En crèche, un enfant ne veut pas être changé par n’importe qui…
Lundi 12h. J’arrive à la crèche pour la première fois en stage d’observation. Je rencontre Jean, deux ans et demi ; la directrice me dit que c’est un enfant difficile : il parle peu, joue souvent seul ; le change et le déshabillage ne sont possibles qu’avec Anne, l’éducatrice de jeunes enfants. Si ce n’est pas le cas, il crie pendant un moment et refuse de dormir. La directrice me fait part de son énervement envers cet enfant : « C’est un roi qui fait ce qu’il veut ». J’entends, mais je préfèrerais voir par moi-même.

Extraits d'enregistrements –
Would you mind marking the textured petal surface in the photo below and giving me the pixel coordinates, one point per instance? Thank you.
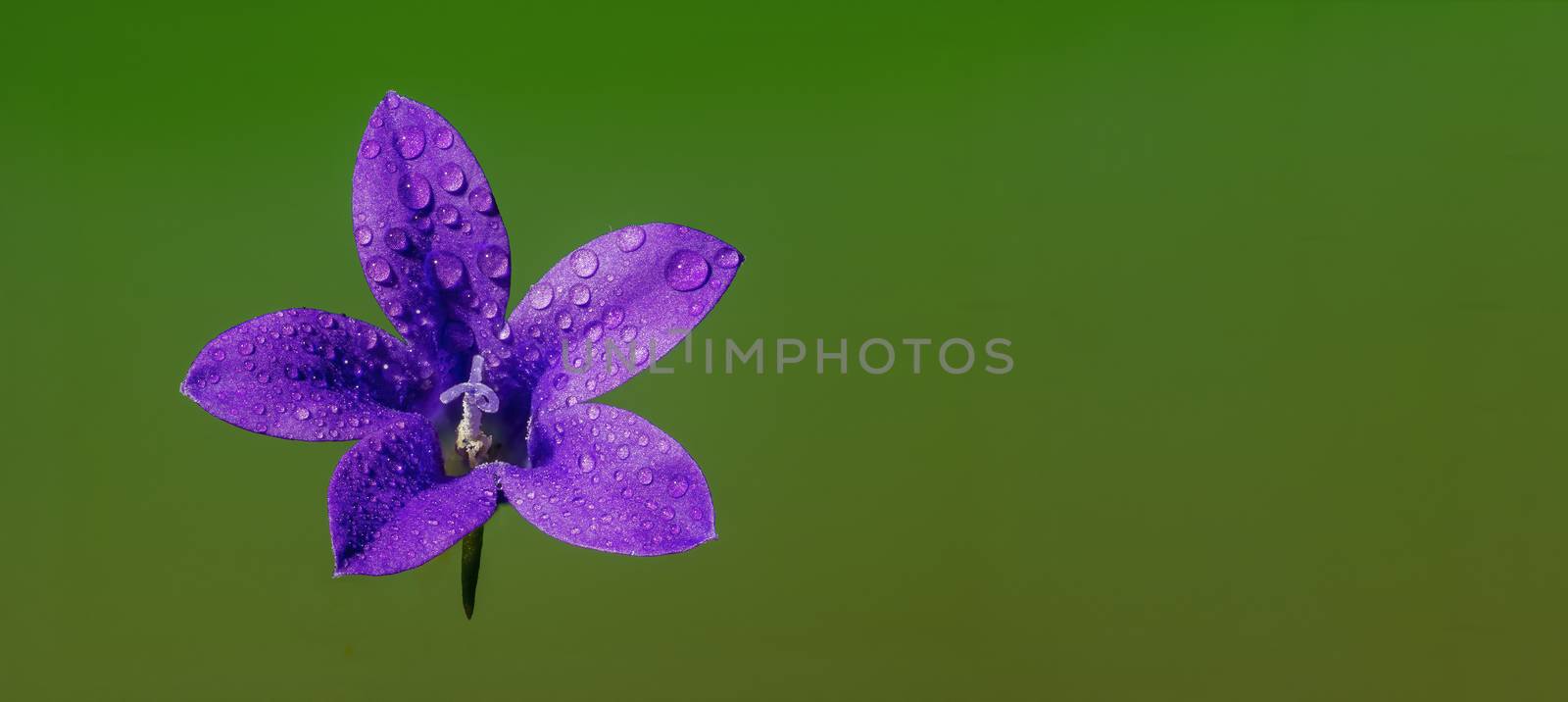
(391, 507)
(609, 479)
(428, 233)
(621, 301)
(306, 375)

Exercices –
1 – Pour chaque affirmation, dites si elle concorde avec le passage sur la crèche, puis citez textuellement les mots du passage qui le montrent : (a) Jean a deux ans et demi ; (b) tout le personnel peut changer Jean ; (c) la personne qui raconte adopte aussitôt l'avis de la directrice.
2 – Poursuivez, s'il vous plaît, le passage sur la crèche après sa dernière phrase.
Les enregistrements constituent un matériau indépendant du passage sur la crèche.

Les réponses –
1 –
(a) Oui : « Je rencontre Jean, deux ans et demi »
(b) Non : « le change et le déshabillage ne sont possibles qu’avec Anne, l’éducatrice de jeunes enfants »
(c) Non : « J’entends, mais je préfèrerais voir par moi-même. »

2 –
Ce jour-là, je vois Jean allongé au sol en plein milieu de la pièce avec des Legos et des animaux autour de lui. Je l’entends parler tout seul en regardant les animaux. Il rigole aussi. Je me dis que ça va pour lui : il est calme et ne dérange personne. Mais très vite, les professionnels pressent les enfants pour les déshabiller et les changer avant la sieste. Elles ne sont que 2 pour 19 enfants, la directrice vient les aider, je n’ai pas encore le droit de participer à ces moments-là.
Beaucoup de bruits dans la section, en ce moment… J’aperçois maintenant l’auxiliaire de puériculture, Carole. Elle s’approche de Jean, se baisse et lui demande s’il veut bien venir changer sa couche avec elle. Jean pose ses animaux, tourne sa tête vers Carole, la regarde et lui dit : « Non, c’est Anne ». Elle répond : « D’accord, alors tu le feras comme d’habitude en bas avant d’aller dormir, avec Anne ». Puis elle retourne dans la salle où se font les changes.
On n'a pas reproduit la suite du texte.